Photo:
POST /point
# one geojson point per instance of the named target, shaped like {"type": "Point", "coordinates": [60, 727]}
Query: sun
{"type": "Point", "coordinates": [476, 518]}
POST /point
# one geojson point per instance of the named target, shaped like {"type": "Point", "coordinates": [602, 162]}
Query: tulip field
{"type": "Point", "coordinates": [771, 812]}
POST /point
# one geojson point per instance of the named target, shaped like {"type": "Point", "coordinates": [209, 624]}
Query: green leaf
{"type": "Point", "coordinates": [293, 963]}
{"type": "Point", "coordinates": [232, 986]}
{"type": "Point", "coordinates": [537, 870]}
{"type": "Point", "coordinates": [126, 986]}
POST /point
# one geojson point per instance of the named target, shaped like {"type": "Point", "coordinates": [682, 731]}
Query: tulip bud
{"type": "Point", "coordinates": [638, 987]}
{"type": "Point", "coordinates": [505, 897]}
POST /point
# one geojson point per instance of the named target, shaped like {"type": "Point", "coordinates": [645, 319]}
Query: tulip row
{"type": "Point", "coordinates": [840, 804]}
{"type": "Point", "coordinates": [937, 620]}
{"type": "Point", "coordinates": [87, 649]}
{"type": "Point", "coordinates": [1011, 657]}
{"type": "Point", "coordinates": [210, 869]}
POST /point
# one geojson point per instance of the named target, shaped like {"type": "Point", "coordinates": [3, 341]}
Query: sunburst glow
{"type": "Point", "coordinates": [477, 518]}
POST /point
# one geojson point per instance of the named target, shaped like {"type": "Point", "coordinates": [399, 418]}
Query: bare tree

=====

Activity
From the first line to the last, reproduce the data exactly.

Solved exercise
Photo:
POST /point
# one geojson point per instance of the named target, shaped like {"type": "Point", "coordinates": [60, 727]}
Query: sun
{"type": "Point", "coordinates": [476, 518]}
POST /point
# one geojson point per instance of the named target, shaped like {"type": "Point", "coordinates": [602, 162]}
Query: tulip field
{"type": "Point", "coordinates": [771, 812]}
POST /point
# one geojson point per instance of the named target, shaped like {"type": "Point", "coordinates": [209, 624]}
Query: green leaf
{"type": "Point", "coordinates": [293, 963]}
{"type": "Point", "coordinates": [232, 986]}
{"type": "Point", "coordinates": [537, 870]}
{"type": "Point", "coordinates": [126, 986]}
POST /point
# one geojson point per instance of the named target, shaped like {"type": "Point", "coordinates": [682, 731]}
Query: tulip bud
{"type": "Point", "coordinates": [638, 987]}
{"type": "Point", "coordinates": [505, 897]}
POST /point
# one geojson point per instance of the named target, shaped like {"type": "Point", "coordinates": [645, 319]}
Query: tulip row
{"type": "Point", "coordinates": [840, 804]}
{"type": "Point", "coordinates": [937, 620]}
{"type": "Point", "coordinates": [87, 649]}
{"type": "Point", "coordinates": [1011, 657]}
{"type": "Point", "coordinates": [210, 869]}
POST /point
# one geojson point per instance of the named target, shaped like {"type": "Point", "coordinates": [3, 341]}
Query: sunburst glow
{"type": "Point", "coordinates": [477, 518]}
POST /point
# one geojson point per instance of the named target, shaped like {"type": "Point", "coordinates": [399, 418]}
Query: bare tree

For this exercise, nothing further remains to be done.